## Task objective:
Each record beneath this line should be returned exactly as it is.

+++ Provided data +++

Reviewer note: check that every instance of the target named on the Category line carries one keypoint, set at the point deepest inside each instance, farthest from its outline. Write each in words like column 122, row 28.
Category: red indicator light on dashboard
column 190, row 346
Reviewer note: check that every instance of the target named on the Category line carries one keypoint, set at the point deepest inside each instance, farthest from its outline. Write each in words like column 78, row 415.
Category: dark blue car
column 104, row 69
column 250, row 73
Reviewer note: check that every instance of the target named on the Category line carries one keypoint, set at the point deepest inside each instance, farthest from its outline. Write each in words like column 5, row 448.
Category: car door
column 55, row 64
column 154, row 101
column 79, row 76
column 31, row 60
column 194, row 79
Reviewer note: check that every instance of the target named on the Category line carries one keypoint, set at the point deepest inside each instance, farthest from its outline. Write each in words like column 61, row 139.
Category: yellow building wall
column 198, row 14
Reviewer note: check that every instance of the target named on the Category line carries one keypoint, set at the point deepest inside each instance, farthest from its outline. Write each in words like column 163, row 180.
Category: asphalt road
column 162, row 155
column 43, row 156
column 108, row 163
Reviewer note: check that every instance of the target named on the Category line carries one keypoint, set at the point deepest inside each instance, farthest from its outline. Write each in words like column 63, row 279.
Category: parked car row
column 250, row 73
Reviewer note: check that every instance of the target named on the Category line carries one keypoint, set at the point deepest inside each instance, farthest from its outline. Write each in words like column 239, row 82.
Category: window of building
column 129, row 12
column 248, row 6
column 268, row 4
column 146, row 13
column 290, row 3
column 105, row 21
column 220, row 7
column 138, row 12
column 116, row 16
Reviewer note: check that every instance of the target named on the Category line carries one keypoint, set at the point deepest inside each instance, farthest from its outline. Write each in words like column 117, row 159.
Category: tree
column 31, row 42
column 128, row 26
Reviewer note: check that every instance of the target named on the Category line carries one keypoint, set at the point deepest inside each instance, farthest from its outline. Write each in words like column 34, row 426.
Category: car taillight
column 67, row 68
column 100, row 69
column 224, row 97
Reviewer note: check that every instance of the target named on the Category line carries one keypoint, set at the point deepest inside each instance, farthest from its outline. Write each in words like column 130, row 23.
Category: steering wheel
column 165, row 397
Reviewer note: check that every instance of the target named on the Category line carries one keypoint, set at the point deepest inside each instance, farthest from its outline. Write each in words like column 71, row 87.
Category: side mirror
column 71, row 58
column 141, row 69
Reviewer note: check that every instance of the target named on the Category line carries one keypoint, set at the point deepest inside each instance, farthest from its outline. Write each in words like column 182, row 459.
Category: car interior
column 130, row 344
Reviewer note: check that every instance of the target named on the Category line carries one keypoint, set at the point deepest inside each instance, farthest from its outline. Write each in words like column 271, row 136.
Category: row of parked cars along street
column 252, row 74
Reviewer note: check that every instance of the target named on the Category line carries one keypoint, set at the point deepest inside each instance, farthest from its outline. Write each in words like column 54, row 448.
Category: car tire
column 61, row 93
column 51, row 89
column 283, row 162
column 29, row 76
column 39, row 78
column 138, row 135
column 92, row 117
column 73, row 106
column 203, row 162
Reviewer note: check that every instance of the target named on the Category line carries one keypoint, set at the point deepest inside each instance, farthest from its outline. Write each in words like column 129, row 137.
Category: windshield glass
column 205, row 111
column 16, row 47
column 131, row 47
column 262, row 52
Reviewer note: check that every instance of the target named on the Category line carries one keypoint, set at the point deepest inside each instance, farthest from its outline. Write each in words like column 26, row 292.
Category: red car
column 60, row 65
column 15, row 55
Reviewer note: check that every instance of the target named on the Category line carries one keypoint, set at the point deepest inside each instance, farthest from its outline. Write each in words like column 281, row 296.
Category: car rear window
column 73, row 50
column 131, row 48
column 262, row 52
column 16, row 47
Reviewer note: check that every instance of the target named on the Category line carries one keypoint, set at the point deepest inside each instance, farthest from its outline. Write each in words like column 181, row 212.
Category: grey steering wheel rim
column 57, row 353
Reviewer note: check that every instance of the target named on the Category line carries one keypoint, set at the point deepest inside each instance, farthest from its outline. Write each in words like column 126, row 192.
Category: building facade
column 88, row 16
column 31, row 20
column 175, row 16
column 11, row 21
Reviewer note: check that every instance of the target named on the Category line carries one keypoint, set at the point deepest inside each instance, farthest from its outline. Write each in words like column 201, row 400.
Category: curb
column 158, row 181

+++

## Task answer:
Reviewer note: check that every instance of the target named on the Category line carries one keypoint, set at the point deepest inside each instance, farthest from its outline. Write each in words like column 122, row 28.
Category: red indicator light on dashboard
column 190, row 346
Reviewer note: check that every instance of the target named on the Category line carries one keypoint, set at the point deepest inside each instance, farthest from its outline. Write each in words like column 78, row 415.
Category: dark blue car
column 104, row 69
column 250, row 73
Reviewer note: check that every instance of the target named on the Category line carries one keypoint, set at the point deepest inside each instance, farthest from its outline. Write each in words like column 5, row 448.
Category: car door
column 55, row 64
column 154, row 101
column 79, row 76
column 31, row 60
column 194, row 79
Reviewer note: check that every instance of the target named on the Category line carries one keypoint, set at the point deepest inside each instance, farthest from its outline. Write each in words like column 61, row 139.
Category: yellow building wall
column 198, row 14
Reviewer note: check that every instance of the target named on the Category line carries one keypoint, set at the point deepest inside each instance, farthest from its outline. Write each in words like column 163, row 180.
Category: asphalt road
column 162, row 155
column 43, row 156
column 108, row 163
Reviewer note: check that every instance of the target named on the Category line carries one keypoint, set at the point deepest inside each instance, farthest from its outline. Write each in words like column 63, row 279.
Category: parked car row
column 250, row 73
Reviewer note: check that every instance of the target named on the Category line carries one keypoint, set at the point deepest inside each instance, farthest from its outline. Write each in words like column 239, row 82.
Category: window of building
column 129, row 12
column 248, row 6
column 268, row 4
column 146, row 13
column 290, row 3
column 105, row 21
column 220, row 7
column 138, row 12
column 116, row 16
Reviewer note: check that every instance of the target named on the Category line carries one keypoint, set at the point deepest inside each instance, farthest from its outline. Write each in words like column 117, row 159.
Category: tree
column 31, row 42
column 128, row 26
Reviewer note: check that every instance of the target named on the Category line carries one keypoint, set at the point deepest inside each instance, farthest from its outline. Write each in words like column 34, row 426.
Category: car taillight
column 67, row 68
column 100, row 69
column 224, row 97
Reviewer note: check that every instance of the target named on the Category line carries one keypoint, set at the point deepest inside each instance, farthest from its outline. Write each in words like column 130, row 23.
Category: steering wheel
column 165, row 397
Reviewer note: check that every instance of the target named on the Category line carries one keypoint, set at the point deepest inside each instance, farthest from its outline. Write each in words like column 71, row 87.
Category: side mirror
column 71, row 58
column 141, row 69
Reviewer note: check that every instance of the target named on the Category line carries one keypoint, set at the point deepest inside each instance, farthest from its outline. Write each in words like column 182, row 459.
Category: car interior
column 130, row 344
Reviewer note: check that every instance of the target named on the Category line carries one keypoint, set at the point deepest inside each instance, farthest from its outline. Write each in words like column 271, row 136.
Category: row of parked cars along street
column 252, row 74
Reviewer note: check that every instance of the target named on the Category line carries one keypoint, set at the point deepest inside each instance, farthest from its outline. Write each in words like column 54, row 448.
Category: car tire
column 61, row 93
column 51, row 89
column 283, row 162
column 29, row 76
column 39, row 78
column 138, row 135
column 92, row 117
column 73, row 106
column 203, row 162
Reviewer note: check that every instance of the target named on the Category line carries one keypoint, set at the point deepest inside each instance, farthest from its outline. Write each in words like column 129, row 137.
Category: windshield glass
column 205, row 111
column 16, row 47
column 131, row 47
column 262, row 52
Reviewer note: check that every instance of the target named on the Category line carries one keypoint, set at the point deepest inside each instance, farthest from its outline. Write each in words like column 26, row 292.
Category: red car
column 60, row 65
column 15, row 55
Reviewer note: check that every instance of the target named on the Category line carries one keypoint, set at the point deepest inside each instance, farthest from its outline. Write each in words like column 281, row 296.
Category: car rear window
column 73, row 50
column 131, row 48
column 262, row 52
column 16, row 47
Reviewer note: check that every instance of the target named on the Category line carries one keypoint, set at the point deepest inside each instance, farthest from its outline. Write each in words like column 181, row 212.
Category: grey steering wheel rim
column 57, row 353
Reviewer note: check that every instance of the target named on the Category line carries one keypoint, set at the point deepest inside each instance, farthest from its outline. Write each in words like column 126, row 192.
Category: building facade
column 88, row 16
column 31, row 20
column 175, row 16
column 11, row 21
Reviewer note: check that every instance of the target named on the Category line carries one keypoint, set at the point deepest inside each instance, farthest from its outline. Write each in words like column 201, row 400.
Category: curb
column 158, row 181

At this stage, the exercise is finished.